------ THE INPUT ------

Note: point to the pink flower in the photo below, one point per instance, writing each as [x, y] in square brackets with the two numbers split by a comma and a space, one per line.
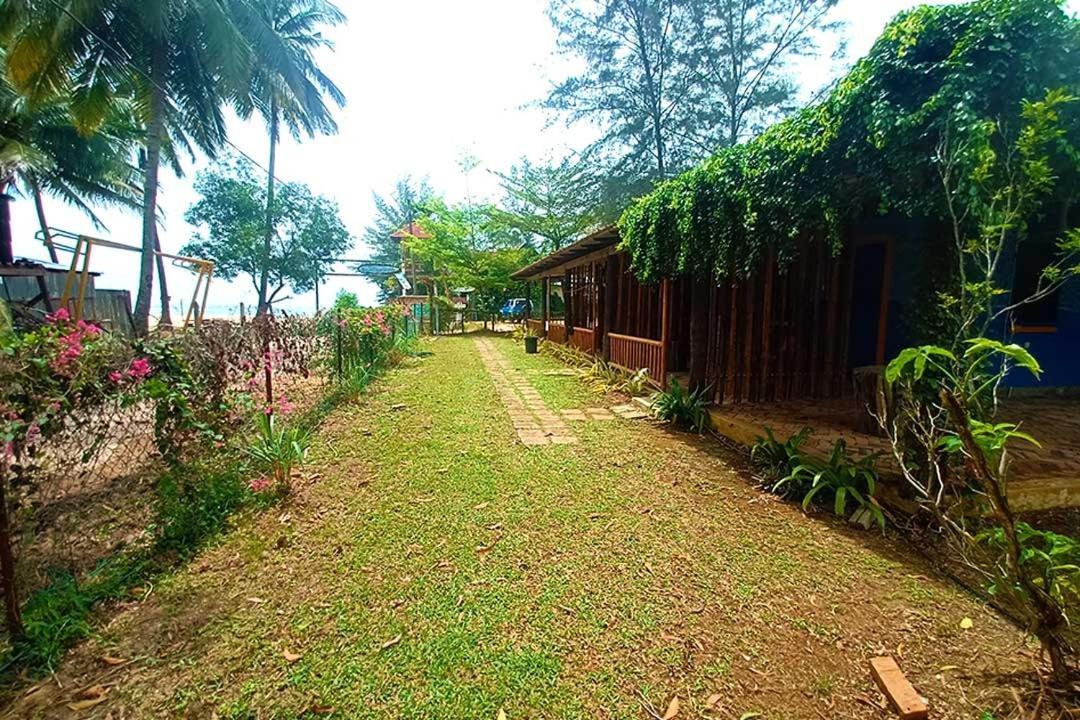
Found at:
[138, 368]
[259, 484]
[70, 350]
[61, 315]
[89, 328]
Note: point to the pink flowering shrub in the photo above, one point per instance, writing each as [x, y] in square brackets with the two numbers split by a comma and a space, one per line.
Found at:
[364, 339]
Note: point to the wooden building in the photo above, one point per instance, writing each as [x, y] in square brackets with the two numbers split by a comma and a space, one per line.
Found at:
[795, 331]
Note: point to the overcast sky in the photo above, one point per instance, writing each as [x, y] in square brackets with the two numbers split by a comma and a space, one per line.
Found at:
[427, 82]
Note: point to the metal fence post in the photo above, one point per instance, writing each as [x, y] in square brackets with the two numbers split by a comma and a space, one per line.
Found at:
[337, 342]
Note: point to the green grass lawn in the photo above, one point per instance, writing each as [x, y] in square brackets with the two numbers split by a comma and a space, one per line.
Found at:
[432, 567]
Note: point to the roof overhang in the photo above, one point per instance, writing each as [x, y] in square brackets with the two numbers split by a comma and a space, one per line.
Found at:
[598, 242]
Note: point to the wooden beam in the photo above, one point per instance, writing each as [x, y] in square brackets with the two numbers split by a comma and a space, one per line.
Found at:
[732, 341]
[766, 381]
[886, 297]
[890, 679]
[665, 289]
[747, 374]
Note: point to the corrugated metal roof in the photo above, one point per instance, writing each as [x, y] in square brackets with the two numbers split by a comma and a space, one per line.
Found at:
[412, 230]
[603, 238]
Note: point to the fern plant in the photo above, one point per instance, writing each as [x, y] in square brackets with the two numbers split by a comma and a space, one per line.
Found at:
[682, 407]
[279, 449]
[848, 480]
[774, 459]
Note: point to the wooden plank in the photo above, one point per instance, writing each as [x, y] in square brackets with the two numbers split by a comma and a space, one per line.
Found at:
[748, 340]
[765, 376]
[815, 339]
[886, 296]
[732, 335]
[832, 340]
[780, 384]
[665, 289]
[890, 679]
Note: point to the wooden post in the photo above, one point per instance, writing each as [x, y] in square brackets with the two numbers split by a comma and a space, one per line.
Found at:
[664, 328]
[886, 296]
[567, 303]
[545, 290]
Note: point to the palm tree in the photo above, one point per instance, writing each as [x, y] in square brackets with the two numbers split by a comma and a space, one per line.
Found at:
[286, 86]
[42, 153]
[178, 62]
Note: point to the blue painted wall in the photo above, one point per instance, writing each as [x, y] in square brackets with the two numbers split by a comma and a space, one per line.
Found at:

------

§ TASK BRIEF
Apart from the pictures, the material above has to be repeated exactly.

§ OUTPUT OF THE EXERCISE
Note: point to the pink flower in the photo below, one point per instance, writing each as [x, y] in square brackets with the two numbers split by a comma and a space, one per line.
Found at:
[138, 368]
[259, 484]
[70, 350]
[61, 315]
[89, 328]
Note: point to the pink flowering shrub in the photo above, one point per instance, writing each as [x, y] in square brackets with the two numbers split by a comma and a space, one per line.
Found at:
[364, 339]
Note: point to the wooden building in the photo above, one point per instance, writing each as [x, y] in square brackets with the two numbers split by a comma and a space, one per line.
Found at:
[795, 331]
Note: point to the overcast sky in the photo above, one point per instance, writing each as [x, y] in square brackets with the two numbers split by a comma and a space, one per line.
Found at:
[427, 82]
Note: point to the metal fence post in the photo above, one point per instance, writing each as [x, y] in square brackets with the two numbers split by a comma and a space, one per line.
Found at:
[337, 342]
Note: point to the green grass lawn in the photo above, one point per instance, writing each as [x, y] in square brackets with the two numbers split by a comma and a space, one per line.
Found at:
[432, 567]
Note: point to the roof overhang in the photo above, one point per instance, writing each as [x, y] in square brackets with the two numbers split by a comma and a space, one per line.
Found at:
[598, 242]
Note: point to the wooden beam in the photo above, one point per instance, writing each as [x, y] in square brackets with the two numbers split by a comma and a space, one per line.
Found at:
[732, 341]
[766, 381]
[886, 297]
[890, 679]
[665, 289]
[747, 374]
Note: point to the corrugated metal roof in the photo above, one point per instance, writing each as [x, y] in square brackets with the two numbers split by a comma and a space, one per line.
Found at:
[412, 230]
[603, 238]
Note: point to the fern plant in the photo above, one point per instance, writing each as [x, y] in square brackets with the two numbers split by a comma and a space, one per line.
Found at:
[682, 407]
[279, 449]
[848, 480]
[774, 459]
Note: point to the wooden plank in the photo above, one point per instance, writing each as [x, y] in square brackets with the two numbers split by a comma and a space, one per line.
Found at:
[748, 340]
[765, 376]
[815, 339]
[886, 296]
[732, 335]
[832, 340]
[780, 384]
[665, 289]
[890, 679]
Note: point to the wooden post in the photo above, one point per instance, writing each as [x, y] in square brackets with the two numbers split by a comma and a space, one per line.
Found at:
[664, 328]
[886, 296]
[567, 303]
[545, 290]
Note: point to the palm tree in the photo above, one point per instance, writing each as [x, y] in square brackets with the two numbers split by a comma and a space, one per line.
Found at:
[286, 86]
[42, 153]
[178, 62]
Note: point to the blue painted wall in the photo above, one point per instance, writing each as [x, y] in square brackets with the two numbers split by a comma and a space, one per line.
Found at:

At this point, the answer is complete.